WHAT IS NEEDED> Make an exact copy of all the records.

MATERIAL SHOWN>
┌──

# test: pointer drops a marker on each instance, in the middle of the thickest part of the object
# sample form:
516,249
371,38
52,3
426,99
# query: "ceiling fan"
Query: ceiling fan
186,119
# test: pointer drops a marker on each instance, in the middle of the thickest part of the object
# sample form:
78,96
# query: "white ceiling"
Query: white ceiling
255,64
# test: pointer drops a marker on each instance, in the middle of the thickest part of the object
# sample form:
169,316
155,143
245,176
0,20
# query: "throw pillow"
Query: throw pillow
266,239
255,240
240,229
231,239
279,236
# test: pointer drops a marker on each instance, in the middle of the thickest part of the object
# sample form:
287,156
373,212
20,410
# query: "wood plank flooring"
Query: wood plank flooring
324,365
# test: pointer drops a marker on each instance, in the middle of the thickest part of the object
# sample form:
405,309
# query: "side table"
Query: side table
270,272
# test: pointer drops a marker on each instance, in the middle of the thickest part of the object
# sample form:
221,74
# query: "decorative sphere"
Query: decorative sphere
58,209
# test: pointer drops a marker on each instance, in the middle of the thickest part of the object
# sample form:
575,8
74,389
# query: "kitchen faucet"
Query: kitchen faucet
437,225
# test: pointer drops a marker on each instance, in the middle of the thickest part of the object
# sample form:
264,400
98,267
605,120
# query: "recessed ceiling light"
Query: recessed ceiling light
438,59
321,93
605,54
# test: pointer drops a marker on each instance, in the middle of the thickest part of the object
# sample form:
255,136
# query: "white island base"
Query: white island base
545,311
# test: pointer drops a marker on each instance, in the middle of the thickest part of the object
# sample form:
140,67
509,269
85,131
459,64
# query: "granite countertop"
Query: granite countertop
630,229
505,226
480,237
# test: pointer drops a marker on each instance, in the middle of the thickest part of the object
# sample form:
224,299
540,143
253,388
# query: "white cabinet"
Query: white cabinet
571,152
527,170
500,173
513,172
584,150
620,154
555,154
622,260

└──

ANSWER BELOW>
# test: pointer drops a marker on each instance, in the middle of the thickest part of the object
# sample form:
516,249
371,38
52,3
426,99
# query: "ceiling fan"
Query: ceiling fan
186,119
# test: pointer drops a marker on each instance, in the middle of the thickest part of the object
# sample form:
78,96
# query: "white ceiling"
Query: white ceiling
255,64
# test: pointer drops a marker on each instance, in the middle of the thickest part of the object
# sample form:
169,316
155,143
245,176
0,20
# query: "throw pillow"
Query: throw pillow
266,239
255,240
240,229
231,239
279,236
# test: pointer drops a marker on each instance, in the middle of the thickest part of the object
# sample form:
287,156
373,212
20,410
# query: "wood plank flooring"
Query: wood plank flooring
324,365
# test: pointer drops a marker on each instance, in the middle of the thickest part of the object
# sample form:
405,309
# query: "side table"
Query: side table
270,272
# test: pointer drops a marker on each instance, in the middle of the thickest part of the object
# sample form:
221,74
# query: "decorative sphere"
Query: decorative sphere
58,209
# test: pointer drops a marker on each instance, in the middle of the thickest part of the object
# sample form:
575,8
74,389
# query: "kitchen faucet"
Query: kitchen faucet
437,225
# test: pointer drops a marker on each instance, in the middle of the thickest part of the object
# sample form:
264,400
98,267
605,120
# query: "recessed ceiling light"
Query: recessed ceiling light
438,59
321,93
605,54
# test: pointer drops a marker on each instance, in the middle of the thickest part of the object
# sample form:
255,136
# query: "white island base"
Query: white island base
545,311
# test: pointer drops a marker on each instance, in the middle of the thickest part of the object
# sample form:
140,67
509,269
85,131
459,64
# query: "granite countertop"
Query: granite countertop
630,229
505,226
480,237
# test: pointer drops a marker on each instance, in the middle of the thickest part of the object
# sample form:
224,299
540,143
253,388
# query: "white cabinet"
Query: white cabinet
571,152
527,170
500,173
513,172
584,150
620,154
555,154
622,260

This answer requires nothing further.